Supplied entries:
-------------------------

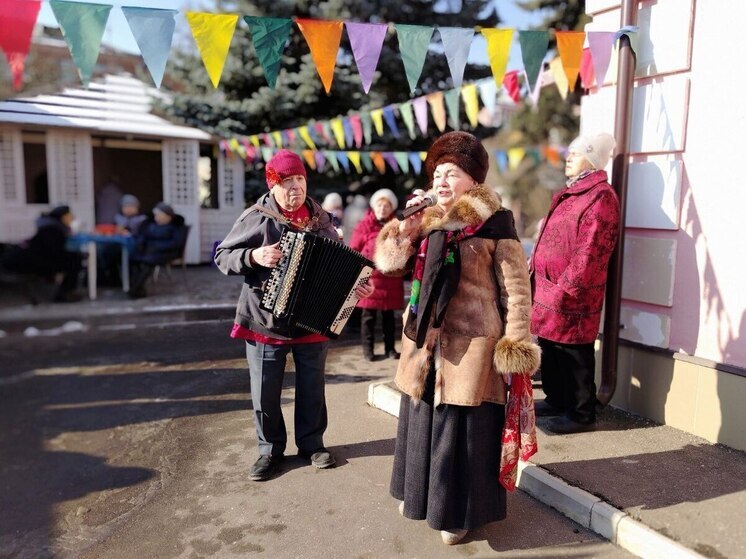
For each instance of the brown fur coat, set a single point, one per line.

-------------------------

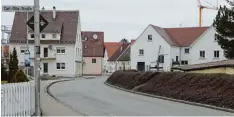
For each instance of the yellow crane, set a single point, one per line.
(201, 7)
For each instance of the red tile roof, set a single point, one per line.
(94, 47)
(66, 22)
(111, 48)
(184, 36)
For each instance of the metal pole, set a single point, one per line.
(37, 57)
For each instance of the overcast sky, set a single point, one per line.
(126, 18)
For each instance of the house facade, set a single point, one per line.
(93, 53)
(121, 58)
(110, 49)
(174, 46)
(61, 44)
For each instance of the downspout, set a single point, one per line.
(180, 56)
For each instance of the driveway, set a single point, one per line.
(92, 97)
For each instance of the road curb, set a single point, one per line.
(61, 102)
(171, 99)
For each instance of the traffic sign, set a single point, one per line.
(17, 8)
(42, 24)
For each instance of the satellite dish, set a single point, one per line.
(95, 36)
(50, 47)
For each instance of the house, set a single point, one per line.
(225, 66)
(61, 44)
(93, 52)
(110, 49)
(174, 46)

-------------------------

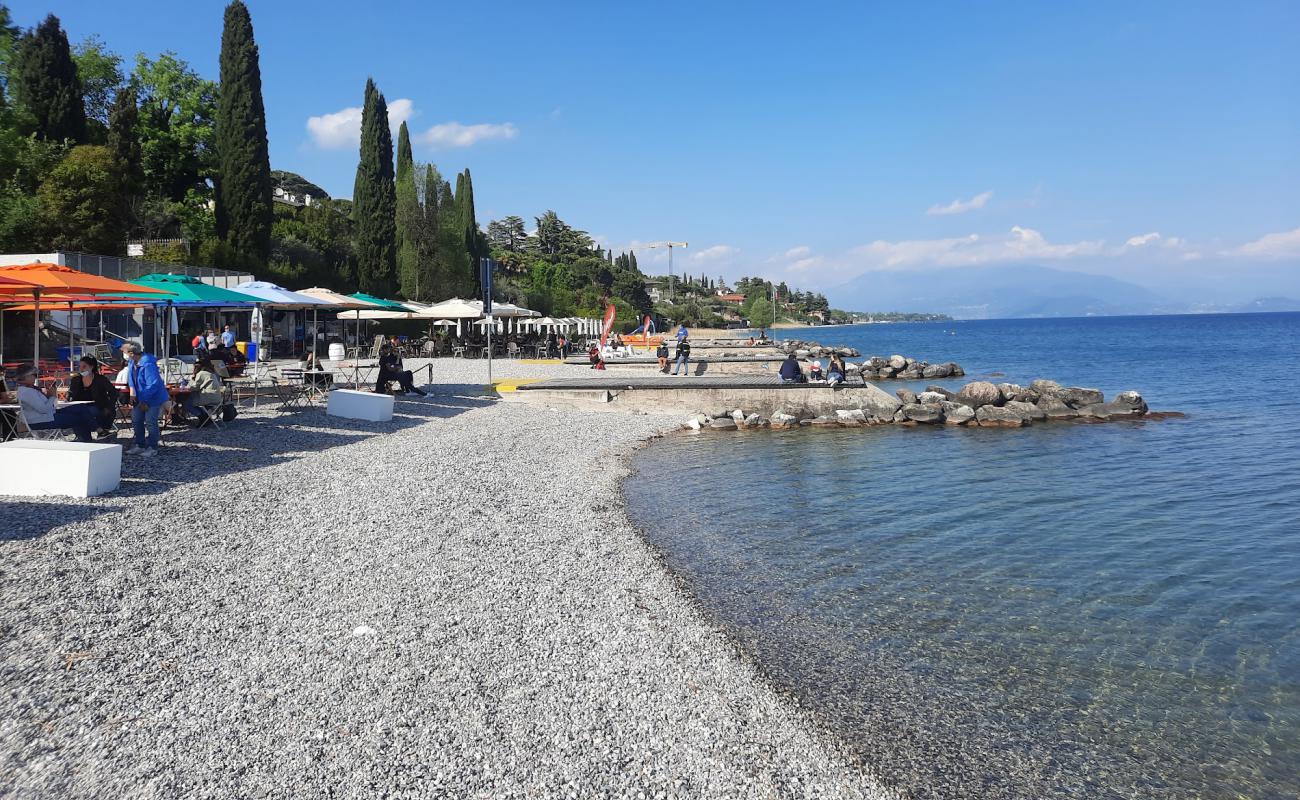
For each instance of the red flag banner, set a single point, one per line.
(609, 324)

-------------------------

The request: Show each line in the listing that contains the string "house", with case counting.

Response to the task:
For each instance of the house facade, set a single point, one per line.
For each instance of the house, set a single point, one per line.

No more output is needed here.